§ Trecho do texto:

####################

São Paulo (AUN - USP) - A arte não deve se dissociar da política e os artistas devem se reconhecer essencialmente como trabalhadores. Esta ideia, exposta por Luciano Carvalho, do coletivo teatral Dolores Boca Aberta Mecatrônica das Artes, foi central no seminário Cultura e Educação Popular, realizado pelo Centro de Estudo, Pesquisa e Ação em Educação Popular (Cepaep) da Faculdade de Educação. Com o objetivo de aprofundar o debate sobre o assunto e pensar em suas possibilidades de atuação, os palestrantes discutiram a respeito do papel da arte na sociedade capitalista, acreditando em sua necessidade de articulação com outras iniciativas de educação popular para que esse tipo de sociedade seja transformada ou abolida.
Para Luciano, o reconhecimento dos artistas como trabalhadores já é uma primeira forma de libertação do capital. O coletivo Dolores, por exemplo, trabalha em forma de mutirão por este motivo. Segundo ele, isso constrói métodos de criação em que todos os participantes têm consciência de sua colaboração, rompendo com a divisão intelectual e com a hierarquização do trabalho.
Reforçando este pensamento, a professora Iná Camargo Costa, da FFLCH-USP, afirma que a arte não funciona por ordens, da onde quer que elas venham. Deste modo, a ela torna-se inimiga de uma sociedade capitalista, visto que esta priva a liberdade necessária à sua total realização. E é por isso mesmo que a arte não pode fugir ou se isolar de crises e movimentos políticos. Célio Romoaldo, do setor de cultura do MST, ainda acrescenta a este pensamento o fato de que a arte deve reconhecer seu inimigo, tomando por base o conceito da luta de classes. Segundo ele, quando uma classe não identifica seu oponente, ela tem dificuldades de identificar a si mesma, o que para ele pode ser uma explicação para o estado de apaziguamento social identificado por ele no Brasil atual.

####################

§ Seção de dados:
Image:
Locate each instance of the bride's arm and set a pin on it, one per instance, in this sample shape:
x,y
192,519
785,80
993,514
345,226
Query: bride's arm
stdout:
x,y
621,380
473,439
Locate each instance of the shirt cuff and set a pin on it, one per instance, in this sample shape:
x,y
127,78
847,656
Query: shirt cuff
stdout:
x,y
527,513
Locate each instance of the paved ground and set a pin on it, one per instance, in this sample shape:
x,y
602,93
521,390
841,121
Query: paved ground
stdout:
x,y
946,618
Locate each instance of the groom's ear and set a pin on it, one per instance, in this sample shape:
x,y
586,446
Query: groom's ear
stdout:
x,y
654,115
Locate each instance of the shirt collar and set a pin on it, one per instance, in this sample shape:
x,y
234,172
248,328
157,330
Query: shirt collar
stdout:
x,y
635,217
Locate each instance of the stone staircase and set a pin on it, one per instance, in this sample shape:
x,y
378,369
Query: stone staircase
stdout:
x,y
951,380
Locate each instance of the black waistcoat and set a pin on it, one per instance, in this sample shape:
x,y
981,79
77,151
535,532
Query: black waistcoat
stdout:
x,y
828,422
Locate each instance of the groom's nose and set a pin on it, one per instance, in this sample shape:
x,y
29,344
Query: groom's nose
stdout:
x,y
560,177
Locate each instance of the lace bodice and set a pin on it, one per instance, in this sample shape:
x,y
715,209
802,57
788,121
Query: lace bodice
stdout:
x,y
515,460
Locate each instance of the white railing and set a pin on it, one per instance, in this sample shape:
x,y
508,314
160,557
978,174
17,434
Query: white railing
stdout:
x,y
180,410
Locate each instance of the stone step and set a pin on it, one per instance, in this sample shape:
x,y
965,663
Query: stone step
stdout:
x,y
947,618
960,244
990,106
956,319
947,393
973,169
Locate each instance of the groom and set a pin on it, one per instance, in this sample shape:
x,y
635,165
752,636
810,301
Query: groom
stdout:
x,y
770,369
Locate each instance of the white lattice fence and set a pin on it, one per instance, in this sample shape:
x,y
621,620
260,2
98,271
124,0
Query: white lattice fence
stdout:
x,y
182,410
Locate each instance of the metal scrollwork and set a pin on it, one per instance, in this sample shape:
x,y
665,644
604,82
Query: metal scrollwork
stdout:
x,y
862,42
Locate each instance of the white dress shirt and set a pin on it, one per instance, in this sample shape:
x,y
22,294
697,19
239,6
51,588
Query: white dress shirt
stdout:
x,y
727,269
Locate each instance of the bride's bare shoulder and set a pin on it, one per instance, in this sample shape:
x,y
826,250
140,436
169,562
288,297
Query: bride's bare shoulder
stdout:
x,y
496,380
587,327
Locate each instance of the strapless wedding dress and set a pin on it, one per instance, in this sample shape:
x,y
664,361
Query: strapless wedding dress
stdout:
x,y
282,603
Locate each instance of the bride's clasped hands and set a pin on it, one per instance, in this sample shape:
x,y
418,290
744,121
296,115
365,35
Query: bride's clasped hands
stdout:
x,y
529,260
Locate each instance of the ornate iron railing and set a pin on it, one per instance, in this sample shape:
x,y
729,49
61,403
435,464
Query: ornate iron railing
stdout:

####################

§ Instruções:
a – Responda com base no texto sobre o seminário Cultura e Educação Popular:
(i) Para Luciano Carvalho, o que já é uma primeira forma de libertação do capital?
(ii) A que instituição está ligada a professora Iná Camargo Costa?
(iii) De qual setor do MST faz parte Célio Romoaldo?
b – Dê continuidade ao texto sobre o seminário Cultura e Educação Popular a partir da última frase.

§ Respostas esperadas:
a –
(i) O reconhecimento dos artistas como trabalhadores.
(ii) À FFLCH-USP.
(iii) Do setor de cultura.

b –
Se a divisão entre cultura e política é falsa, ela somente favorece àqueles que temem a arte. Ou seja, o capital. Para tentar reverter esta situação é que o coletivo Dolores Boca Aberta pensa ser necessário plantar um conflito na arte, para que seus trabalhadores se politizem e passem assim a questionar a ordem vigente das coisas. Luciano Carvalho assume que esta não é uma tarefa fácil e que não espera mudar o mundo todo com ela, “até porque vivemos sob uma lógica que nos foi imposta e que ocupa toda a estrutura social, mas é necessário começar a ação de algum ponto”. Por isso, o coletivo liga arte, política e educação popular, já que o próprio participante constitui uma consciência que o forma. Segundo ele, o trabalho alienado prova as pessoas de uma relação orgânica com o mundo. Assim, eles consideram redefinir alguns segmentos das artes, para que ela seja de fato universal e não especializada.
Os palestrantes consideram ser necessário, além disso tudo, cuidar do acervo e do patrimônio cultural já construídos pela classe trabalhadora. Segundo Célio Romoaldo, a burguesia se apropria da produção cultural dos trabalhadores. Em suas palavras a “classe trabalhadora foi saqueada, pois produz cultura e arte que depois são incorporadas pelo capitalismo, e quando há uma tentativa de resgate dessa cultura, ela volta diferente de sua forma original”. Para ele, este é mais um motivo para a arte se afirmar como manifestação anti-capitalista, ideia esta que foi repetidamente defendida pela mesa.
Mais informações sobre o evento ou sobre o grupo de estudos Cepaep podem ser encontrados no email jade@usp.br . O endereço eletrônico do coletivo Dolores Boca Aberta Mecatrônica das Artes é http://doloresbocaaberta.blogspot.com/.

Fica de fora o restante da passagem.